### Records to process:
+++++

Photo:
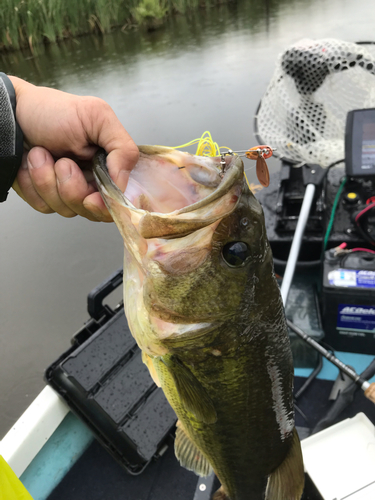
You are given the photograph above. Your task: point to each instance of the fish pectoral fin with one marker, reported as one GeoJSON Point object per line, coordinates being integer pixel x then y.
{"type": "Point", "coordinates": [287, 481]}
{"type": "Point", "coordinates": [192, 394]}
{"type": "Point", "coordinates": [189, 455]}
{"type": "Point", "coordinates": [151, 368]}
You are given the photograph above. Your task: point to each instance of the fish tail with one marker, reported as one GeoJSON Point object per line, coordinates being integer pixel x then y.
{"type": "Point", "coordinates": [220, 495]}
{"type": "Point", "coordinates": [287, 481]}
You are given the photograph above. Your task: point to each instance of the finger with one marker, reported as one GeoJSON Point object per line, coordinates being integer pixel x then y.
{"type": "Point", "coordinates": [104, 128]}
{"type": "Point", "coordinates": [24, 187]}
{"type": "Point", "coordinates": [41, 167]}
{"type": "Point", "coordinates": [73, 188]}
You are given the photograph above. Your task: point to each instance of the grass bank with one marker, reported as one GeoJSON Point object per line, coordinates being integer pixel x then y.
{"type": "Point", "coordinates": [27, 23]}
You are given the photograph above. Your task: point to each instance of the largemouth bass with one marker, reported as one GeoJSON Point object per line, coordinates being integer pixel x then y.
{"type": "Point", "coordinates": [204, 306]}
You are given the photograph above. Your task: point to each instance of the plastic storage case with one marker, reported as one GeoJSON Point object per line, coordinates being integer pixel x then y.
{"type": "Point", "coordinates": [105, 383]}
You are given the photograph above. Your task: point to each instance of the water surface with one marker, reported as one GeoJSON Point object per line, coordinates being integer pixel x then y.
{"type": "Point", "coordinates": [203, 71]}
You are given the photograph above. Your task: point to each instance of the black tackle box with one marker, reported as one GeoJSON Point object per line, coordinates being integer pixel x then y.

+++++

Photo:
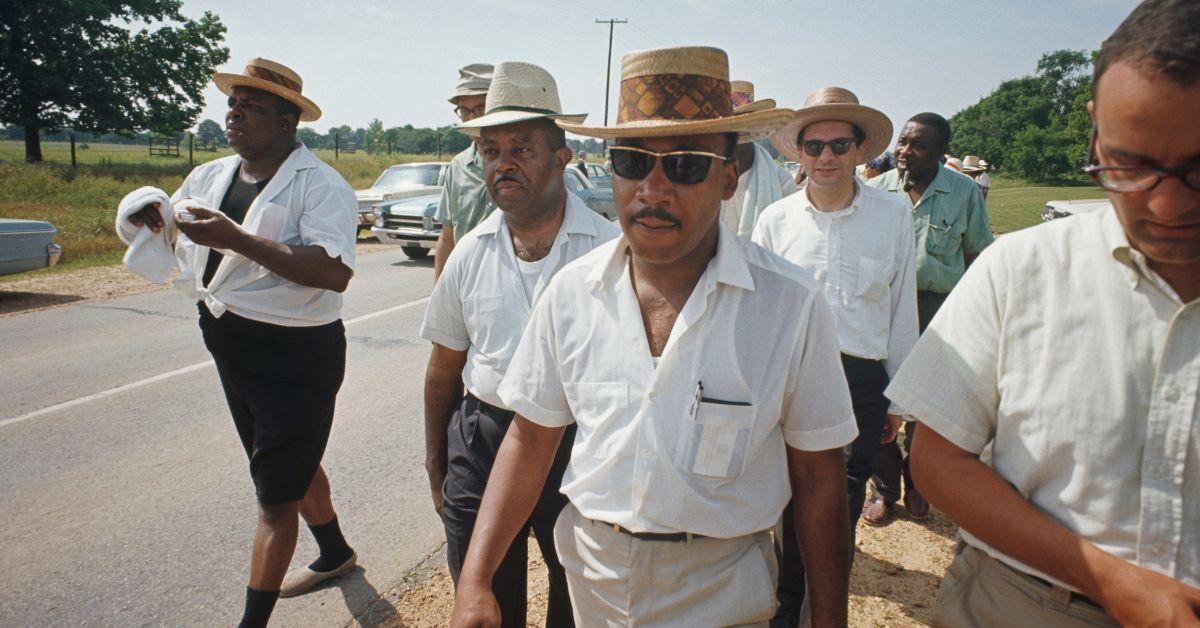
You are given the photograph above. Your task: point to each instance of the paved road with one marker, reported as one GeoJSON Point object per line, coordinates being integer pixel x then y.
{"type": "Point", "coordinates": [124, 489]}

+++++

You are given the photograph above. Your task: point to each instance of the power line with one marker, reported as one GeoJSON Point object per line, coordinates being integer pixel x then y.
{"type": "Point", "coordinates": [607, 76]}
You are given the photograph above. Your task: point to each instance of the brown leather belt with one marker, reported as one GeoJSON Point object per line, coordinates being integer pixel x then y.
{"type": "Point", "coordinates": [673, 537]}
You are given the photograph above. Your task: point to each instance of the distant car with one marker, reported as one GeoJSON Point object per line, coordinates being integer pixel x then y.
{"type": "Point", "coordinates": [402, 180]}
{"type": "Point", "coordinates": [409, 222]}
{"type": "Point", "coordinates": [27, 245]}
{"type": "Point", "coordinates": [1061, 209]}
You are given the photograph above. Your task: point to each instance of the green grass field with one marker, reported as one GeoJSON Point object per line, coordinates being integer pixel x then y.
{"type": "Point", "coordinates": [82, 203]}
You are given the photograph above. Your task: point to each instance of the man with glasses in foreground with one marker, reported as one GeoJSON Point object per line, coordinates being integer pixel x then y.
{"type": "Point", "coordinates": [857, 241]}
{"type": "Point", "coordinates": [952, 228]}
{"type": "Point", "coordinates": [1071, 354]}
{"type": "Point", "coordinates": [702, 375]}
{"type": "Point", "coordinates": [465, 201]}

+++++

Tally the lines in the material above that contain the word "grass", treating uppercase and lowercase as different. Reply with the number alone.

2